TEXT EXTRACT >>
Enqiry about an electrical motor's power

[HHJ]

Any clue to to show that it is 10kW? Please tell me where i went wrong and thank you.

I tried and i just couldn't figure it out.

 

[HHJ]

Only Q5b)

 

[CWatters]

I would calculate the required flow rate first (125% of pumping requirement - from part a?), then the power required to move the gas. Then double that to account for the 50% loss in the fan. Then divide by two to get power of each fan.

 

[HHJ]

I would calculate the required flow rate first (125% of pumping requirement - from part a?), then the power required to move the gas. Then double that to account for the 50% loss in the fan. Then divide by two to get power of each fan.

Thanks i will try out get back to you soon..

 

[CWatters]

For info: I notice you wrote "243kW" on the question sheet next to part a). If you multiply 234 * 100/65 you get 374kW.

Entries pointing to named objects
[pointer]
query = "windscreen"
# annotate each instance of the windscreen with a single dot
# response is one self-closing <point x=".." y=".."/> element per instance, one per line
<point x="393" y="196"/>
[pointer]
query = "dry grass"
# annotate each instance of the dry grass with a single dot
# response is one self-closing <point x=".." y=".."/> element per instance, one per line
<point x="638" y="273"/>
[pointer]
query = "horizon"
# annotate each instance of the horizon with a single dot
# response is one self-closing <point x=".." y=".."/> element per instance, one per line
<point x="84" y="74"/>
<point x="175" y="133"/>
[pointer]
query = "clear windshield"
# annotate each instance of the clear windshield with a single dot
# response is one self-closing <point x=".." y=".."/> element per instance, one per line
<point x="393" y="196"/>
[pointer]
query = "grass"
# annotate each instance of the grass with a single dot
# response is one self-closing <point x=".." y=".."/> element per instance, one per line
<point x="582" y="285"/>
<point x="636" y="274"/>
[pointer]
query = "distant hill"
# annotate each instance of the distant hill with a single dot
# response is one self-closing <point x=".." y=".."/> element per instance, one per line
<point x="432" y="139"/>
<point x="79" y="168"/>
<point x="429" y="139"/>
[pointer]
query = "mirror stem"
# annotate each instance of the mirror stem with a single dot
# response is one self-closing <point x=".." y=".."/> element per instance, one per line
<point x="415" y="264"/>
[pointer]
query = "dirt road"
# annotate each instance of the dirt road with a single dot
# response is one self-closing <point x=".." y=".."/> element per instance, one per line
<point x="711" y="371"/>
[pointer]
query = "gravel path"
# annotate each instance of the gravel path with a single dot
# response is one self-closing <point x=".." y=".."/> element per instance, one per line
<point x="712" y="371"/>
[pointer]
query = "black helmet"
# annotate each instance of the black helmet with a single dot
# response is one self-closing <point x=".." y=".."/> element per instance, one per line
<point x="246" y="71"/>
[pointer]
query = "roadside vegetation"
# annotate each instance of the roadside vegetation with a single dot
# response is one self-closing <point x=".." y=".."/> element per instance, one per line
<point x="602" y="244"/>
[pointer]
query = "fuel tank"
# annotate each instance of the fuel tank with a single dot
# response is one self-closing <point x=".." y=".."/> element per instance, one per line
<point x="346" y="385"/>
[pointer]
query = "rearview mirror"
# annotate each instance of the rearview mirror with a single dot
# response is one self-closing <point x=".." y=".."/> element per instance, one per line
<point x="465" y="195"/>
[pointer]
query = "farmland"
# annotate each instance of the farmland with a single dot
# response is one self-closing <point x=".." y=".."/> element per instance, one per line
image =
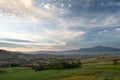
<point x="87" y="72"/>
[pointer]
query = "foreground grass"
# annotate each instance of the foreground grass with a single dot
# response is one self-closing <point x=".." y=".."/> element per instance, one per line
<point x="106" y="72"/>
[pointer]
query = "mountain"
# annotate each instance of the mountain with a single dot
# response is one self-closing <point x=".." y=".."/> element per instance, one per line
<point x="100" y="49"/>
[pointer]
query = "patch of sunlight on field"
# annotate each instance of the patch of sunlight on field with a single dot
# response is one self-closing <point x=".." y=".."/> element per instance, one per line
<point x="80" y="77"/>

THE TASKS >>
1. In the motor power thread, what percentage of the pumping requirement should the required flow rate be?
2. Reproduce the motor power thread between "Thanks i will" and "you get 374kW.", inclusive, renaming "question sheet" to "worksheet".
3. Could you carry the motor power thread further from where it stops?

ANSWERS TO THE EXERCISES >>
1. 125% of the pumping requirement.

2.
Thanks i will try out get back to you soon..

 

[CWatters]

For info: I notice you wrote "243kW" on the worksheet next to part a). If you multiply 234 * 100/65 you get 374kW.

3.
 

[CWatters]

I've just worked the numbers for Q5b and get a different answer to the book (eg not 10kW). I'll let you have a go before giving you my answer.

 

[HHJ]

Tried i can get the answer, but i do not understand the working. Please Guide me

 

[CWatters]

I looked at solving Q5b using three methods...

Method 1

This uses the same method as you used for Q5a...

h = 1.2*10⁵/(1.225 * 9.81) = 9,986m

Flow rate Q is 125% of 2500 = 3125m³/h = 0.868 m³/S

P = ρ Q g h
= 1.225(kg/m³) * 0.868 (m³/S) * 9.81(m/S²) * 9,986(m)
= 104,163W
= 104kW

The fan and motor efficiency is 50% so the total power required is...
104 * 100/50 = 208kW

However there are two fans and motors and the question asks for the power of each fan so
208/2 = 104kW

So I think the answer is 104kW. (eg Not 10kW).

Method 2

From method 1...
P = ρ Q g h
but
ρgh = pressure
so..
P = Pressure * Volumetric flow rate (Q)

So this method does not use the density ρ and you do not need to calculate the equivalent head h...

They give you the pressure in the question (1.2bar = 120,000Pa).
Flow rate Q is same as method 1 = 0.868 m³/S

Power = 1.2*10⁵ * 0.868 m³/S
= 104,160W
= 104kW

Then the same *2 and /2 gives answer 104kW for each motor. Same answer as method 1.

Method 3

Just as a check... Compare the data in parts a and b...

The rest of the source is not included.